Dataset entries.
┄┄┄┄┄┄

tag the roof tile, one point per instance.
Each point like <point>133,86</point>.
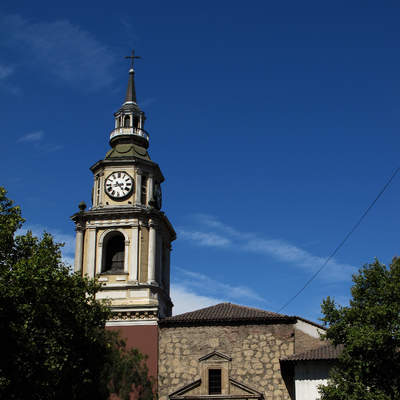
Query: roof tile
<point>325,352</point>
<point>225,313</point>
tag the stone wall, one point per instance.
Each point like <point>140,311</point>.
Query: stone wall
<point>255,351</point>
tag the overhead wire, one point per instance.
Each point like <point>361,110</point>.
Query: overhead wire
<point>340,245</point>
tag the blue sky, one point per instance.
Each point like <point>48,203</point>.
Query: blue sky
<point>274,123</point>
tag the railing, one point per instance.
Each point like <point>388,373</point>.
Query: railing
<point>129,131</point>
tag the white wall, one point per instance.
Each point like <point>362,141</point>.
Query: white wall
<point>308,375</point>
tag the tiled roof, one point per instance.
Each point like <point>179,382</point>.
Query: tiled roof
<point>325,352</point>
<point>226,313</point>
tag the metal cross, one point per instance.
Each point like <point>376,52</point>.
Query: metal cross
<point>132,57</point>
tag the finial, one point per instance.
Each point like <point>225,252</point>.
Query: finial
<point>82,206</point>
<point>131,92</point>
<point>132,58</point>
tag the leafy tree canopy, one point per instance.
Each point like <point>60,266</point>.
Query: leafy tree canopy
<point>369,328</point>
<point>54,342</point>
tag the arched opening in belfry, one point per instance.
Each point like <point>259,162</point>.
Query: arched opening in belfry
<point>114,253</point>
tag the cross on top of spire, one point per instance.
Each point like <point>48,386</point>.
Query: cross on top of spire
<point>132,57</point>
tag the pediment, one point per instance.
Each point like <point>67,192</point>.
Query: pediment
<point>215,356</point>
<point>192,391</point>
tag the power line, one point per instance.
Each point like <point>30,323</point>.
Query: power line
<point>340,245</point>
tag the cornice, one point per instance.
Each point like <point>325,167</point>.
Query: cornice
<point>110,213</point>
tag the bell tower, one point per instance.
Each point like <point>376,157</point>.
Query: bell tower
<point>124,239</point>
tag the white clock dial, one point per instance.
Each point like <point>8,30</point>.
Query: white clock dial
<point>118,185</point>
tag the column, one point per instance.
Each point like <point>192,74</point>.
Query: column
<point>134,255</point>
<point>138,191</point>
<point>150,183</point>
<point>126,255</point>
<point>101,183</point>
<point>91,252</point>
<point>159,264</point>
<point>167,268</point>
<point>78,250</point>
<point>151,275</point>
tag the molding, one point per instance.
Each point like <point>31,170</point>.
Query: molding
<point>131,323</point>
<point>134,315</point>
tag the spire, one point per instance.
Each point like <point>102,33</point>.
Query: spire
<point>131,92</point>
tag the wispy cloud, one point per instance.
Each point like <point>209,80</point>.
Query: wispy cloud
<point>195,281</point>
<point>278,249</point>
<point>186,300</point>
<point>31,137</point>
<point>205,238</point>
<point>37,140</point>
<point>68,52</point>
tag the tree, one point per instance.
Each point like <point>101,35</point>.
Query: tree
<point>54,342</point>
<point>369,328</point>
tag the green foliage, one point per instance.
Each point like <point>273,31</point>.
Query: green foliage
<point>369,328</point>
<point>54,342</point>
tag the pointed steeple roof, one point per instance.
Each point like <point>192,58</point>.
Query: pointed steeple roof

┄┄┄┄┄┄

Would you set down every line of the data above exactly, skipping the pictures?

Task response.
tag the roof tile, one point per instance.
Each point like <point>133,86</point>.
Query: roof tile
<point>325,352</point>
<point>225,313</point>
tag the stone wall, one point per instance.
Each point like <point>140,311</point>.
Query: stone wall
<point>255,351</point>
tag the overhead wire, one point per instance.
Each point like <point>361,110</point>.
Query: overhead wire
<point>340,245</point>
tag the blue sky, one point per instance.
Each point like <point>48,203</point>.
Query: blue sky
<point>274,123</point>
tag the railing, one point per instance.
Each point like <point>388,373</point>.
Query: railing
<point>129,131</point>
tag the white wall, one point per instance.
Each point like <point>362,141</point>.
Query: white wall
<point>308,375</point>
tag the tiled roof, one point per instance.
Each point like <point>179,382</point>.
Query: tiled roof
<point>325,352</point>
<point>226,313</point>
tag the metal cross, one point per instance.
Each point like <point>376,52</point>.
Query: metal cross
<point>132,57</point>
tag the finial, one point per instance.
Each point like <point>225,252</point>.
Query: finial
<point>82,206</point>
<point>131,92</point>
<point>132,58</point>
tag the leafy tree canopy, one point per instance.
Each point like <point>60,266</point>.
Query: leafy tree canopy
<point>369,328</point>
<point>54,342</point>
tag the arched opening in belfry, one point per instance.
Each point like <point>259,162</point>.
Query: arched opening in belfry
<point>114,253</point>
tag the cross on top of spire, one point per instance.
Each point like <point>48,386</point>.
Query: cross on top of spire
<point>132,57</point>
tag the pediment, one point per instance.
Each point like <point>67,192</point>.
Query: pediment
<point>215,356</point>
<point>192,391</point>
tag the power line, one point per instance.
Each point like <point>30,323</point>.
Query: power line
<point>340,245</point>
tag the cornice, one point per instance.
Each point like <point>325,167</point>.
Query: cornice
<point>110,213</point>
tag the bell tower, one point per instance.
Each point like <point>376,157</point>.
Query: bell tower
<point>124,239</point>
tag the white clock dial, one point per instance.
Each point like <point>8,30</point>.
Query: white clock dial
<point>118,185</point>
tag the column, one point per instance.
Each point like <point>192,74</point>.
Query: column
<point>134,255</point>
<point>138,191</point>
<point>150,183</point>
<point>126,255</point>
<point>101,183</point>
<point>91,252</point>
<point>159,264</point>
<point>167,268</point>
<point>78,250</point>
<point>151,275</point>
tag the molding, one point per instance.
Each point like <point>31,170</point>.
Query: molding
<point>131,323</point>
<point>134,315</point>
tag the spire, one point per instance.
Each point like <point>102,33</point>.
Query: spire
<point>131,92</point>
tag the wispy cloud, one point per instance.
Each point like <point>209,80</point>.
Query: wispy cloud
<point>195,281</point>
<point>278,249</point>
<point>186,300</point>
<point>31,137</point>
<point>205,238</point>
<point>37,140</point>
<point>68,52</point>
tag the tree, one point per instance.
Each point like <point>101,35</point>.
Query: tree
<point>54,342</point>
<point>369,328</point>
tag the green foliage, one point per instance.
Each point like <point>273,31</point>.
Query: green foliage
<point>369,328</point>
<point>54,342</point>
tag the pointed steeple roof, one point per instance.
Each point like <point>192,58</point>.
Query: pointed steeple roof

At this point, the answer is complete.